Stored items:
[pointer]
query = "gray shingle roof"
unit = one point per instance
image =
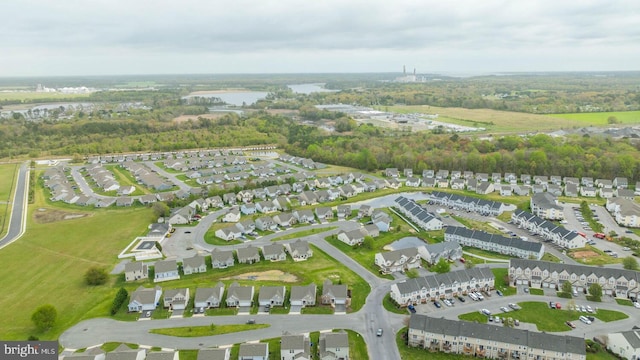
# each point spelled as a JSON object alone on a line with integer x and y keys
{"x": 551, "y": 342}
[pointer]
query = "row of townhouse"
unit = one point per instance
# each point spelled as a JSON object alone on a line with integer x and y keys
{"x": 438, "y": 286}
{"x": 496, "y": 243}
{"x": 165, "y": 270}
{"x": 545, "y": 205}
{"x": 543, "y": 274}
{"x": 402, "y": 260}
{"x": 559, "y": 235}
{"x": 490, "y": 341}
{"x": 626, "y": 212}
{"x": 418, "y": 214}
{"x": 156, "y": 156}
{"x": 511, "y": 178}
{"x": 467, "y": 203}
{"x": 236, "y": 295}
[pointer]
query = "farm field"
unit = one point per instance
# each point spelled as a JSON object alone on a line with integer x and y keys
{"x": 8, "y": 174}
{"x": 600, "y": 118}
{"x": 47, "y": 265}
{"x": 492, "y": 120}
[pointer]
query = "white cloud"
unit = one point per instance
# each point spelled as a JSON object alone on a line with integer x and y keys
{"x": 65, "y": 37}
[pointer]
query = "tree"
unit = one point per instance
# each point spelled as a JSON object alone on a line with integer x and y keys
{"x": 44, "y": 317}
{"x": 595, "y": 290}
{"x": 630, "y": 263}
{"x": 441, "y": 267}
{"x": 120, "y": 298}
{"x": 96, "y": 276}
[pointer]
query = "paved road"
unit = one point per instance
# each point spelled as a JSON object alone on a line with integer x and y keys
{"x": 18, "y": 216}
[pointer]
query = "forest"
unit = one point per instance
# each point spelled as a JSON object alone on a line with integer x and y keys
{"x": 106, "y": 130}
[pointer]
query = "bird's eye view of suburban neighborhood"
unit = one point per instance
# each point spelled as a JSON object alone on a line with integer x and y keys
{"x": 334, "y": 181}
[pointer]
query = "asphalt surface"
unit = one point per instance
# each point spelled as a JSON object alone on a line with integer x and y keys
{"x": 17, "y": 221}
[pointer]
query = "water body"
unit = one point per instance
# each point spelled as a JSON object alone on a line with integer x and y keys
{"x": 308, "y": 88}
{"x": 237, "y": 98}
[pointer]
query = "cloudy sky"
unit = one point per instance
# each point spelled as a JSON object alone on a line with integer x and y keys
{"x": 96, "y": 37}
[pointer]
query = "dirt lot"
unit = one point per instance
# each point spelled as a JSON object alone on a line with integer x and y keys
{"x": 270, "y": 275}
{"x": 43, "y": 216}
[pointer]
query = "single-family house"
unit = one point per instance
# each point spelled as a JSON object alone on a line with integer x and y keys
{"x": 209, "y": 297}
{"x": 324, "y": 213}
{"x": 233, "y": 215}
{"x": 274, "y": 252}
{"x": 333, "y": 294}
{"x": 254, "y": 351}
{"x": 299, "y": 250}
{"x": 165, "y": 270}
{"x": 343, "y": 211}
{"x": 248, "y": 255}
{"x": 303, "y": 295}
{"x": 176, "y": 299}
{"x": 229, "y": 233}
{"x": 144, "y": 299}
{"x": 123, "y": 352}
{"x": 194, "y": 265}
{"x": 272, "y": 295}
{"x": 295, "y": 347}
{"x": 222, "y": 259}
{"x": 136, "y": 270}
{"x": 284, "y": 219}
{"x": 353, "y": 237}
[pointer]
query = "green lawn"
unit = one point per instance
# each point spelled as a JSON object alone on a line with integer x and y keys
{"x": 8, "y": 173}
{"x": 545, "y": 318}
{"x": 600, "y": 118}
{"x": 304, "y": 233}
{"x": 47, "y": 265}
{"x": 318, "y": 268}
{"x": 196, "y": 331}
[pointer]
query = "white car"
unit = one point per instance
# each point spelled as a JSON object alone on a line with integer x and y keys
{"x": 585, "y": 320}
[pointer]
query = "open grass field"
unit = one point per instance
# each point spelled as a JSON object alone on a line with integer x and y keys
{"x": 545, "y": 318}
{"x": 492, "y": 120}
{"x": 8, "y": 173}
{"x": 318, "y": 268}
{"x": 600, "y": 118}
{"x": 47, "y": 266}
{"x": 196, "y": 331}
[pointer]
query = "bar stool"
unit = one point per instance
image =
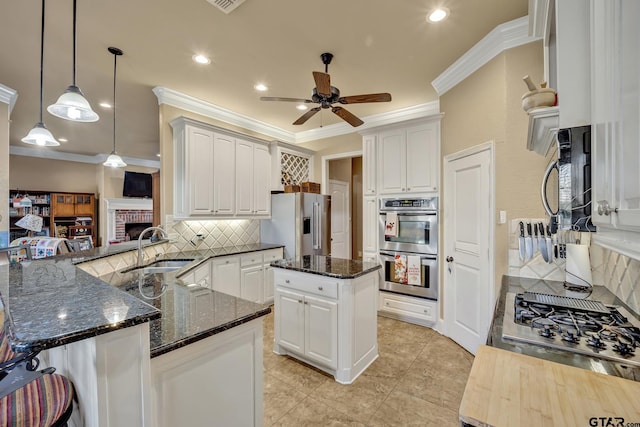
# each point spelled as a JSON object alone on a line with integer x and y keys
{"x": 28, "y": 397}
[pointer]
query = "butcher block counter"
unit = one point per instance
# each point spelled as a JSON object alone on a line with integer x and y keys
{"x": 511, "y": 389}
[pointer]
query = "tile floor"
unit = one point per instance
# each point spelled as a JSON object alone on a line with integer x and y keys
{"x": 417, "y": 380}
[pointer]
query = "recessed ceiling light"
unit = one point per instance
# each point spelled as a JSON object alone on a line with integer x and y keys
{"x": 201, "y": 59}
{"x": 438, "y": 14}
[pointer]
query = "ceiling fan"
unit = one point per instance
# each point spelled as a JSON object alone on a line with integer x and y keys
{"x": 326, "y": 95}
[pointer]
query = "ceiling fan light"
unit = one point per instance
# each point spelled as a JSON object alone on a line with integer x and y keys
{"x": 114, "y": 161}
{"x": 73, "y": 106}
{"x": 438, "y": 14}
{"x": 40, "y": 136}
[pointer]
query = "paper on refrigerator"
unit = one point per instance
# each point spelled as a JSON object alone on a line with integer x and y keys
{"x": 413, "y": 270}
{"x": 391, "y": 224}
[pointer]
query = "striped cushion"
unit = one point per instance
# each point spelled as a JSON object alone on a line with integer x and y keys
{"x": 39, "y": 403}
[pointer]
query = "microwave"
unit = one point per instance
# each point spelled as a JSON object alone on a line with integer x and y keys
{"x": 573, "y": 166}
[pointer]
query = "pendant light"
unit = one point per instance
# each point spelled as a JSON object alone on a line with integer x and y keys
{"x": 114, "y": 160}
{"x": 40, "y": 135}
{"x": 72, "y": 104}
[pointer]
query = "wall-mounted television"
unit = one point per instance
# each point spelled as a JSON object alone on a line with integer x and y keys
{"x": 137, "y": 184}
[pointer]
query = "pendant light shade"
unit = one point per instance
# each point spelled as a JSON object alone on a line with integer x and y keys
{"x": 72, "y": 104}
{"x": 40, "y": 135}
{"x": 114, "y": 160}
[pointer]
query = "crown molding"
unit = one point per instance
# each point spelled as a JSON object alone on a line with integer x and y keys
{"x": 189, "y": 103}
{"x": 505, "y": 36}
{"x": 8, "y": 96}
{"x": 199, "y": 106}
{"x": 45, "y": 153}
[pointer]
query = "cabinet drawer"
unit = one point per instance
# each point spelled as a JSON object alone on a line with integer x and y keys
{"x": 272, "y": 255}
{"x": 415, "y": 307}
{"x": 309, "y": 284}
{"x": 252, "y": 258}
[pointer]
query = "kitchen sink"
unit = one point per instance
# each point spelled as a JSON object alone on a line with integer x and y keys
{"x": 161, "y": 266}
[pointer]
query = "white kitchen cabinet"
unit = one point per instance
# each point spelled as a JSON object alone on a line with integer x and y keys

...

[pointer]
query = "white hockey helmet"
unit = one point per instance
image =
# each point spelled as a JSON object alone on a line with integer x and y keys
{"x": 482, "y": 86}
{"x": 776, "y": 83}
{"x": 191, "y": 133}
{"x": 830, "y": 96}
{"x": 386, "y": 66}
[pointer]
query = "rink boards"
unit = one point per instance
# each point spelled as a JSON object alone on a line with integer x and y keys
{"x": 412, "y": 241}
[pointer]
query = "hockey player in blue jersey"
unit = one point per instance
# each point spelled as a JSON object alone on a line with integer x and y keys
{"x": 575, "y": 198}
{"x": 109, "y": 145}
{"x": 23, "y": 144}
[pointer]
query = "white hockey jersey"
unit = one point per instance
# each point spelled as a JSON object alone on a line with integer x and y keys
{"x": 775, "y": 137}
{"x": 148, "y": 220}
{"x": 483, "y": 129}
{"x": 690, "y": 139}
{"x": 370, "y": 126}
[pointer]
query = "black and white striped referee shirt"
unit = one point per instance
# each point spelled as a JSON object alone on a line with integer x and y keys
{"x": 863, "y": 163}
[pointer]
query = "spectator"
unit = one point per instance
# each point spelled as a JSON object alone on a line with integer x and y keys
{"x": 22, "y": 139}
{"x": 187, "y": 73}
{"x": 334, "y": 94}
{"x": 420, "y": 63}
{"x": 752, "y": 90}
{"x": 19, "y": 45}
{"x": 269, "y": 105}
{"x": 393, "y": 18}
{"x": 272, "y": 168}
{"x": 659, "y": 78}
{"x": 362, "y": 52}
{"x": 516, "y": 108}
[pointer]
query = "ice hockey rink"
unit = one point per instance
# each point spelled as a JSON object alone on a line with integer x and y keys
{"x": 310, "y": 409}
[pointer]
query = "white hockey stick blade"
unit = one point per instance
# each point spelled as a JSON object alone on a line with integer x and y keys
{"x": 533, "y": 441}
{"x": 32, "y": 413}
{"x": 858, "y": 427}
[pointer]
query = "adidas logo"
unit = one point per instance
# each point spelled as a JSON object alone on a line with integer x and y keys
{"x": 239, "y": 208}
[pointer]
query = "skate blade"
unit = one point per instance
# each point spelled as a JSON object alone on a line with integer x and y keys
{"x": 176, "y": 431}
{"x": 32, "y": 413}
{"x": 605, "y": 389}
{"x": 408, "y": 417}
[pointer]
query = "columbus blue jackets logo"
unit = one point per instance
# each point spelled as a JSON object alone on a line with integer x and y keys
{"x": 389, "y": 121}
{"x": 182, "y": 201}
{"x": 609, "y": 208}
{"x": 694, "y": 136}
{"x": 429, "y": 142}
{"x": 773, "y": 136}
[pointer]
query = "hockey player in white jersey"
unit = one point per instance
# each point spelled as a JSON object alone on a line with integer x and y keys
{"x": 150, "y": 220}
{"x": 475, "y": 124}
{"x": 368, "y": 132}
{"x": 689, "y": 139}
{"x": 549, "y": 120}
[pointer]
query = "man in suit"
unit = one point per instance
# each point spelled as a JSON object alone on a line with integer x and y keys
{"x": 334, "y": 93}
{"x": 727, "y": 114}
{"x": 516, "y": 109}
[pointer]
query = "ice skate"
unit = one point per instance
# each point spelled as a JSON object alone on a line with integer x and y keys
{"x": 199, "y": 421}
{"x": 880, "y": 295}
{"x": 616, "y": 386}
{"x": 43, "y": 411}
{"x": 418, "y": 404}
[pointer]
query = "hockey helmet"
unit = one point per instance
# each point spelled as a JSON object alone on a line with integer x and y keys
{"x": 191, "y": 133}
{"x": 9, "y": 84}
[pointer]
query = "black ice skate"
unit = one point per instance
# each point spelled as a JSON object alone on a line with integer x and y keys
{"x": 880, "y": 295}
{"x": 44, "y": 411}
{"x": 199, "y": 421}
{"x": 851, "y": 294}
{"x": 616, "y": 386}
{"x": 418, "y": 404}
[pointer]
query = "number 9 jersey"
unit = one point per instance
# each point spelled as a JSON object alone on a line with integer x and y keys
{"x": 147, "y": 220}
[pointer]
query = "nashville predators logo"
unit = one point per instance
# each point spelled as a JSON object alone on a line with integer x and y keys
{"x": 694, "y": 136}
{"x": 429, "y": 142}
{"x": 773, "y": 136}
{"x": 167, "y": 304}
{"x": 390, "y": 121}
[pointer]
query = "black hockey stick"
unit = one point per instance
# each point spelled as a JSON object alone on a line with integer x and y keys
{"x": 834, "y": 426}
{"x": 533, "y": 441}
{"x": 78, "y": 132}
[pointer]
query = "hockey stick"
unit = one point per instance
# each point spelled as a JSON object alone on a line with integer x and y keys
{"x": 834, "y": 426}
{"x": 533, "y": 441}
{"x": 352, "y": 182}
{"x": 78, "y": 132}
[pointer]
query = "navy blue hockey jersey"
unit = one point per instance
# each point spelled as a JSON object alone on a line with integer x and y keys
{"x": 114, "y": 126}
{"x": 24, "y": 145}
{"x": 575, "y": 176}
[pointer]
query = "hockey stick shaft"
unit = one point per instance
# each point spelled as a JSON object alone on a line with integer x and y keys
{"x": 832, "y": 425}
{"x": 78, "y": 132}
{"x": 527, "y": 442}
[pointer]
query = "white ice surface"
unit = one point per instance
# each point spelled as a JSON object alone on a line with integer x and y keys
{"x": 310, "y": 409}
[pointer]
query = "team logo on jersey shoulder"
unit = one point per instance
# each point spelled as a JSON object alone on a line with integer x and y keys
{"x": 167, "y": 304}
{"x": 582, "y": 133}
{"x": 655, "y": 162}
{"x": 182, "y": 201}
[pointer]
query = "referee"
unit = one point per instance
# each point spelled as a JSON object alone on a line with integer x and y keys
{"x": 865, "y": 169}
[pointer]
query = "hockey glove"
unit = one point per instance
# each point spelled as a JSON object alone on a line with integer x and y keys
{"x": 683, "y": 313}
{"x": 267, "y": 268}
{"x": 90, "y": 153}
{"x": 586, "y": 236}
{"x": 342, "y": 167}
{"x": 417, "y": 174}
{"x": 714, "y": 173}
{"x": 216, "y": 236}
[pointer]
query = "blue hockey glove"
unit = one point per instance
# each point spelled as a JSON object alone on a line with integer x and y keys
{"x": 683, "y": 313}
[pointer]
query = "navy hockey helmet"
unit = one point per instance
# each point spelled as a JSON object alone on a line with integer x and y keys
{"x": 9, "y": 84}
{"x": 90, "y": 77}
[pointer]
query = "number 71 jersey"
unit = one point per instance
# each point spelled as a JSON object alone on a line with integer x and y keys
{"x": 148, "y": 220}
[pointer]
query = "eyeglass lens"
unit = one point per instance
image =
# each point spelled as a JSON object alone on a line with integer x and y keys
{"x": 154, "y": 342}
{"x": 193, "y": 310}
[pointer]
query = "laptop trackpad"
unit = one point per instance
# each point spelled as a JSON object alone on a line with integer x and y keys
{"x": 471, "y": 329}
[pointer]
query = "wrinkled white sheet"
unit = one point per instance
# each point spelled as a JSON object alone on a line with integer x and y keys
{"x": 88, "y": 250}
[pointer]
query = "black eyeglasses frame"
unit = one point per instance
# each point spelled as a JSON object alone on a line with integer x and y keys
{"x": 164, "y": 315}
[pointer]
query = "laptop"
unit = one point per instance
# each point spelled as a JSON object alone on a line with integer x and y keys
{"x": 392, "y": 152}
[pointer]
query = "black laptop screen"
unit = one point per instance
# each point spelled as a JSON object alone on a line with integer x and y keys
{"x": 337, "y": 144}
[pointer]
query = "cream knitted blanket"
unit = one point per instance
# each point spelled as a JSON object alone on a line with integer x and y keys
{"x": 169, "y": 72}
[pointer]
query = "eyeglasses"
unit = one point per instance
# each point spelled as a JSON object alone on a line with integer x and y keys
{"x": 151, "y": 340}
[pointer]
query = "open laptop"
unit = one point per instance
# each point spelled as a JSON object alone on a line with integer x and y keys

TO DO: Report every line of the items that contains the word "light", matching case exactly.

RESPONSE:
query = "recessed ceiling light"
query = "ceiling fan light"
query = "pendant light"
query = "pendant light shade"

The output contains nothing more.